(Text under study begins)

This is a list of Italian television related events from 1998.

Events

RAI 

 October 13: During a special evening of Porta a porta for Pope John Paul II’s twenty years of pontificate, the pope himself phones on air to thank the host Bruno Vespa.

Debuts

RAI

Miniseries 

 Le ragazze di Piazza di Spagna (The Piazza di Spagna girls) – by various directors, with Romina Mondello, Vittoria Belvedere and Alice Evans; 3 seasons. Inspired by the 1952 film Three girls from Rome, it is the story of three young would-be models.

Serials 

 Incantesimo (Charm) – soap opera set in a clinic in Rome, with Agnese Nano, Paola Pitagora and Delia Boccardo; 10 seasons.

(Text under study ends)
(Record set begins)

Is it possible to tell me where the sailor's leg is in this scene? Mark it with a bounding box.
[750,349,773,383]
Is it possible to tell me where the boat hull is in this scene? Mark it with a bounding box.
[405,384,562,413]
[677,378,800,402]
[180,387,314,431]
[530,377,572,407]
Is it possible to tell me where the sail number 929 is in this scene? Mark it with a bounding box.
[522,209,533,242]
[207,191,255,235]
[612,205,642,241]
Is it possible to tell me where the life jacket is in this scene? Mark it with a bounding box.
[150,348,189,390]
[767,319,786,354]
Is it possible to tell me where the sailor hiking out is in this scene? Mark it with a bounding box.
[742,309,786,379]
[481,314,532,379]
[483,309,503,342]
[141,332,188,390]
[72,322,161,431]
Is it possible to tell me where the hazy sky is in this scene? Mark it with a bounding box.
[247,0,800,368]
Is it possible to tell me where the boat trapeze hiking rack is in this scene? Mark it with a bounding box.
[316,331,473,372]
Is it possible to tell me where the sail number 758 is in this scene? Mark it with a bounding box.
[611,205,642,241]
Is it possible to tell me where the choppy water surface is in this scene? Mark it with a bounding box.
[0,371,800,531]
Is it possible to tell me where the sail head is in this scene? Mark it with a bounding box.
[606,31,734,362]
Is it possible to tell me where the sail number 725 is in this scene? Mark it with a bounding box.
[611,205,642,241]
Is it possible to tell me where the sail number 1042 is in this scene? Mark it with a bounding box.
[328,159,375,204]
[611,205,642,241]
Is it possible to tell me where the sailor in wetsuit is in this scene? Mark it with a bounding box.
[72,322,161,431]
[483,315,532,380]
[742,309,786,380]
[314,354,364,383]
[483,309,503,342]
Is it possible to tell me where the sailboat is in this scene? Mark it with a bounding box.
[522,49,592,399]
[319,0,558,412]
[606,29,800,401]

(Record set ends)

Work to be completed ▸
From the list of 1998 Italian television events, return the passage word for word, beginning at the words "Le ragazze di" and stopping after the words "Boccardo; 10 seasons.".

Output of the exercise ▸
Le ragazze di Piazza di Spagna (The Piazza di Spagna girls) – by various directors, with Romina Mondello, Vittoria Belvedere and Alice Evans; 3 seasons. Inspired by the 1952 film Three girls from Rome, it is the story of three young would-be models.

Serials 

 Incantesimo (Charm) – soap opera set in a clinic in Rome, with Agnese Nano, Paola Pitagora and Delia Boccardo; 10 seasons.